TRY IT:
Among the entries below, extract exactly the lines that run from the one with "like [[88, 249]]." through the one with "like [[87, 137]].", both ends included.

Extracted records:
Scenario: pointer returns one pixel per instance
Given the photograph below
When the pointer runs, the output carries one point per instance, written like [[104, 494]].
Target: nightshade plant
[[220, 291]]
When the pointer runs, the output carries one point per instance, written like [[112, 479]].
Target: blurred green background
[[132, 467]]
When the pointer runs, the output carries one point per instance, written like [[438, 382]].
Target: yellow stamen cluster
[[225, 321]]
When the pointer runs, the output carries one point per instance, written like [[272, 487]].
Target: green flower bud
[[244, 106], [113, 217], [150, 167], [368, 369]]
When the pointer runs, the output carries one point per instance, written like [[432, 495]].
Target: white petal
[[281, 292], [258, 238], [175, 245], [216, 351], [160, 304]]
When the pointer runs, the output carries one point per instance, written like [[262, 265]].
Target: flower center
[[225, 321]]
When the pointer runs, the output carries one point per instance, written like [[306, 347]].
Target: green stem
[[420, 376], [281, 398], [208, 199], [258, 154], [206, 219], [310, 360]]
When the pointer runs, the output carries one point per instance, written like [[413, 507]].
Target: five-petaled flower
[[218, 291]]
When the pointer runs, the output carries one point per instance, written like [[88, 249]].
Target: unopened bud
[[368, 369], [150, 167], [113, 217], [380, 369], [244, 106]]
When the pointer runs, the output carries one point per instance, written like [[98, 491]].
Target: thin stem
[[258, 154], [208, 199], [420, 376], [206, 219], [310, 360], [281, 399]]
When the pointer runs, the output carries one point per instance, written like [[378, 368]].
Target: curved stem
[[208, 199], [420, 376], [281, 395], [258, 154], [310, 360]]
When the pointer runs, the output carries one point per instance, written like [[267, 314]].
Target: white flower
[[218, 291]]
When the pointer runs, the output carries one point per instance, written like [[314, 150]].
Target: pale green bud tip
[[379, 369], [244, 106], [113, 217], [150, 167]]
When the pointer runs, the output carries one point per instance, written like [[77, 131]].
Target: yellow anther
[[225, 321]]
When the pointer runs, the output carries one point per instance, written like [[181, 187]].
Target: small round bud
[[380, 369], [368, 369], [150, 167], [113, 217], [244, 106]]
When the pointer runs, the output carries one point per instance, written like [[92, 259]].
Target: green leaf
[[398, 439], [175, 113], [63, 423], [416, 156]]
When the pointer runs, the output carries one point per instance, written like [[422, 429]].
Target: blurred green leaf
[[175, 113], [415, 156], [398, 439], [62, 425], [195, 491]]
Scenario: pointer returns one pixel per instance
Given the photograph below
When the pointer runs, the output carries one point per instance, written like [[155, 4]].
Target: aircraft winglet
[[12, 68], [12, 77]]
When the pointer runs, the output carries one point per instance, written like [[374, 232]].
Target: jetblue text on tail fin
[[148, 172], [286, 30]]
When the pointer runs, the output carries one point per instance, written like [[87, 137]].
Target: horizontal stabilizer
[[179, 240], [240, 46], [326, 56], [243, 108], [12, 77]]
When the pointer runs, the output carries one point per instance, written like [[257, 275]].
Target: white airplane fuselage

TASK RESULT:
When the pointer runs, the output carries one point per instance, written like [[88, 249]].
Target: unopened bud
[[368, 369], [150, 167], [113, 217], [380, 369], [244, 106]]
When the pointer runs, the output carries one point per instance, written like [[98, 491]].
Target: thin stem
[[258, 154], [208, 199], [420, 376], [206, 219], [310, 360], [281, 399]]
When the pointer runs, the output carries one point per instance, written like [[378, 368]].
Target: curved stem
[[208, 199], [420, 376], [281, 395], [258, 154], [310, 360]]
When the pointer runs, the output carries one point per instance, written like [[267, 314]].
Target: white flower
[[218, 291]]
When the pointer runs, the output carries one point per instance, written like [[314, 150]].
Target: pale green bud tip
[[379, 369], [244, 106], [113, 217], [150, 167]]
When the pointer runs, the output carries one point per instance, written like [[77, 131]].
Target: yellow anther
[[225, 321]]
When the pointer runs, the output carries one point per instance, written like [[181, 187]].
Target: small round bud
[[380, 369], [368, 369], [150, 167], [113, 217], [244, 106]]
When the pointer runs, the output carries one point per instance, written like [[92, 259]].
Target: green leaf
[[398, 439], [175, 113], [63, 423], [416, 156]]
When the pointer runs, the output carries one point per instance, written like [[422, 429]].
Target: blurred green leaf
[[175, 113], [415, 156], [398, 439], [62, 425], [195, 491]]
Scenario: pointer returns one pixel per instance
Given the photograph below
When the pointer runs, the output carries one point per instance, written like [[155, 4]].
Target: aircraft winglet
[[12, 68], [12, 77]]
When the pointer runs, the output carries one point per instance, written like [[374, 232]].
Target: jetblue text on tail fin
[[148, 172], [286, 30]]
When the pointer runs, the output carries one point per instance, written like [[87, 137]].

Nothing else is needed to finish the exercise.